Senin, 30 Juni 2014

Ali Farqu Thoha, Dai Senduro, Lumajang Jawa Timur Dakwah dalam Gigitan Puncak Senduro

Ali Farqu Thoha, Dai Senduro, Lumajang Jawa Timur Dakwah dalam Gigitan Puncak Senduro

Sabtu, 21 Juni 2014, 11:10 WIB


Mualaf Tengger

 

REPUBLIKA.CO.ID, LUMAJANG -- Seorang lelaki setengah baya berjenggot tipis duduk di tengah kerumunan orang. Dia  memakai jaket tebal dan berbulu berwarna putih. Tidak hanya itu, karena hawa dingin masih menggigit tubuh, dia menambah dua kaos tipis di bagian dalam. Peci putih kusut kain juga menghias di kepalanya. Sesekali, terlihat badanya menggigil menahan tusukan hawa dingin. 
 
Sejumlah orang di sekelilingnya juga memakai jaket. Hanya bedanya, mereka mengenakan sarung yang diselempangkan di badan. Khas orang gunung. Maklum, di dusun Puncak, Desa Argosari, Kecamatan Senduro Kabupaten Lumajang Jatim, ketinggiannya sekitar 2.000 meter dari permukaan laut. Tak cukup hanya mengenakan satu helai baju untuk mengusir dingin.     
 
Lelaki tersebut adalah Ali Farqu Thoha. Da’i yang telah 20 tahun lebih berdakwah di kampung mualaf Senduro. Pria kelahiran Lumajang 28 Desember 1958 ini pandai berceramah. Isi ceramahnya ringan tapi mengena. Sesekali diselelingi humor cerdas yang mengundang gelak tawa jamaah. Tak jarang, jika tidak sedikit mualaf tertawa lebar.
* * *
**TUGAS 1**
Daftarkan setiap baris catatan di bawah ini yang memuat kata "roof".

**DATA YANG DITAMPILKAN**
* * *
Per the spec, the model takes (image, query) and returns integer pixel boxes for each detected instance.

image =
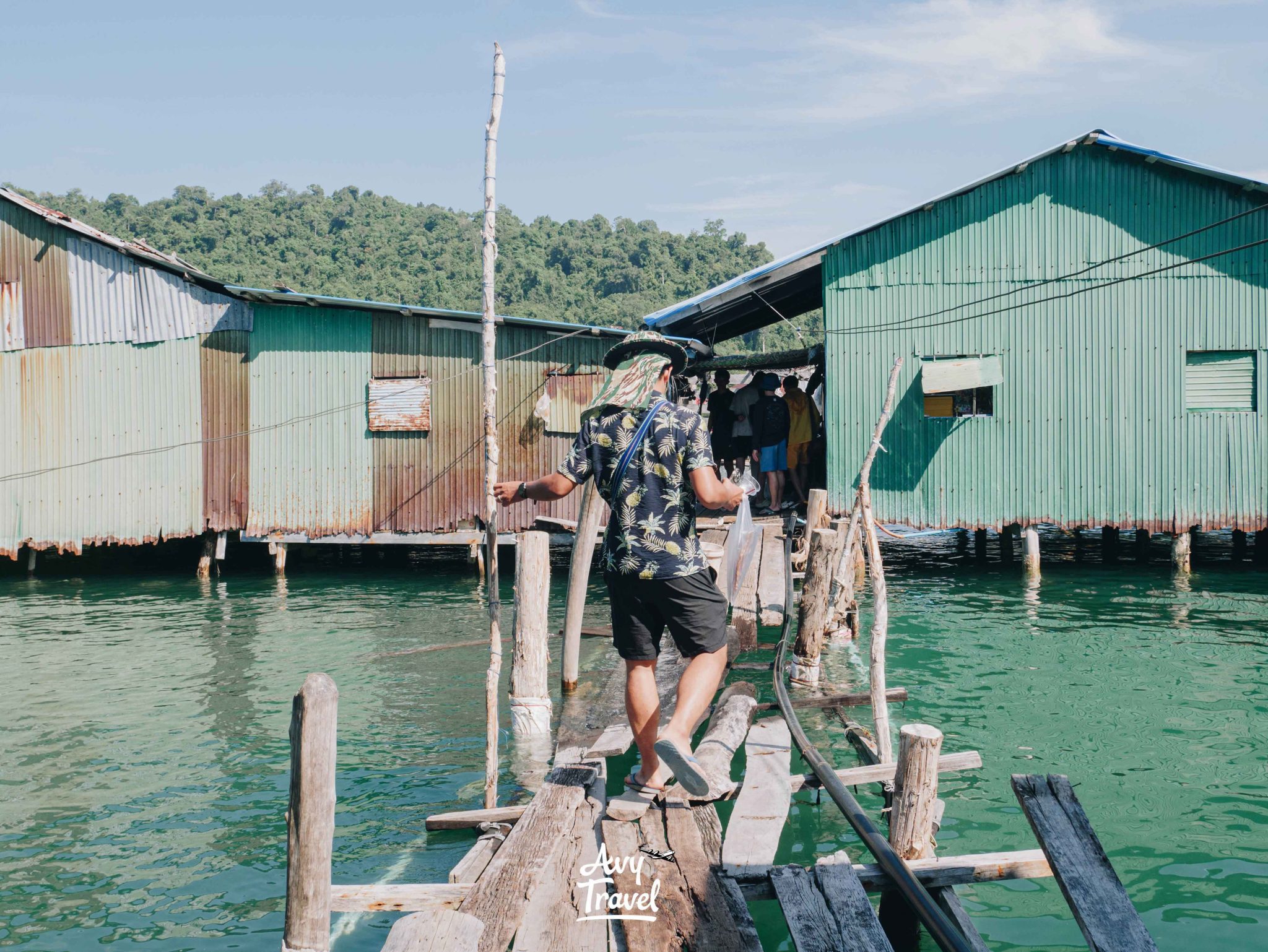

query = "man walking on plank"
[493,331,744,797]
* * *
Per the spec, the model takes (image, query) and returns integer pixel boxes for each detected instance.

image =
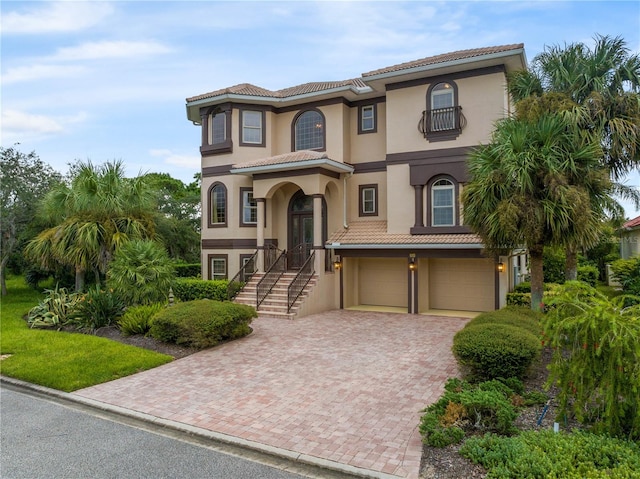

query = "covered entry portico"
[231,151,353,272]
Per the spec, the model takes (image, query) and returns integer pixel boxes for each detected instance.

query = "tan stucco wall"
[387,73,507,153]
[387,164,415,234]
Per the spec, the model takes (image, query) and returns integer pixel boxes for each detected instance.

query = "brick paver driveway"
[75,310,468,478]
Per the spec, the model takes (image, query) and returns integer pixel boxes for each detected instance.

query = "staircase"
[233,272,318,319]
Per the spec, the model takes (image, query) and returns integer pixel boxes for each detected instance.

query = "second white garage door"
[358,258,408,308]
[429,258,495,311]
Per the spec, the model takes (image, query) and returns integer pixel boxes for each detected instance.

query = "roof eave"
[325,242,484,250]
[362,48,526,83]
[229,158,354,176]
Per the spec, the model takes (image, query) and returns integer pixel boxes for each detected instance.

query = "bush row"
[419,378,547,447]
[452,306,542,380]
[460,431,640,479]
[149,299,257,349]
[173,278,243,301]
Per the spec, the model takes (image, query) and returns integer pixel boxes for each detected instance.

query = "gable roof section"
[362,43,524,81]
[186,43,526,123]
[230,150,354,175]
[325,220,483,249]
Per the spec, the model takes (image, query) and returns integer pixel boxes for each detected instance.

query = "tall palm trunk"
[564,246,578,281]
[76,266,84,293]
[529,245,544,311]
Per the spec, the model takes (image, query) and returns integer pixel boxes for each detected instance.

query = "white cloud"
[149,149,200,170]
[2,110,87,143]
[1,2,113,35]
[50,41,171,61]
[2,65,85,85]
* * *
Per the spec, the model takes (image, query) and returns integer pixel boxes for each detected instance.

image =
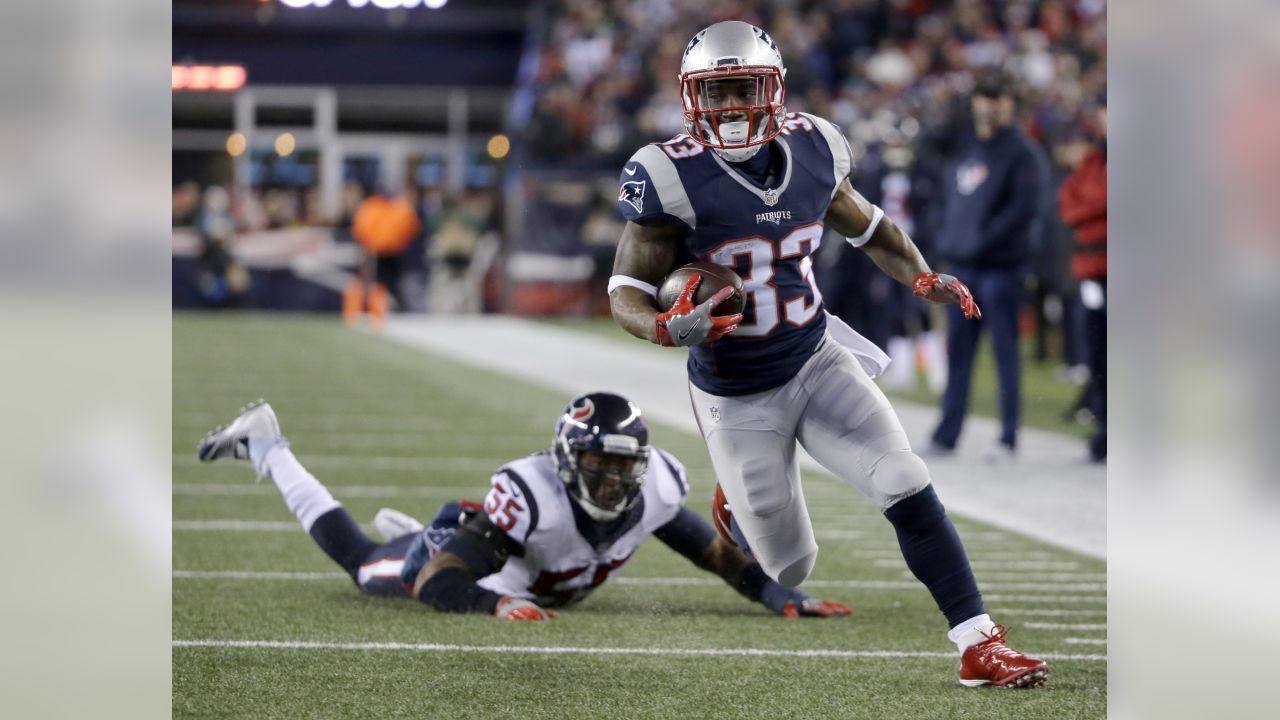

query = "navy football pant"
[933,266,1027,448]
* * *
**TUGAS 2**
Menurut artikel tentang dakwah di Senduro di atas, berapa ketinggian dusun Puncak dari permukaan laut?

**JAWABAN LENGKAP 1**
query = "roof eave"
query = "gable roof section"

**JAWABAN LENGKAP 2**
Sekitar 2.000 meter dari permukaan laut.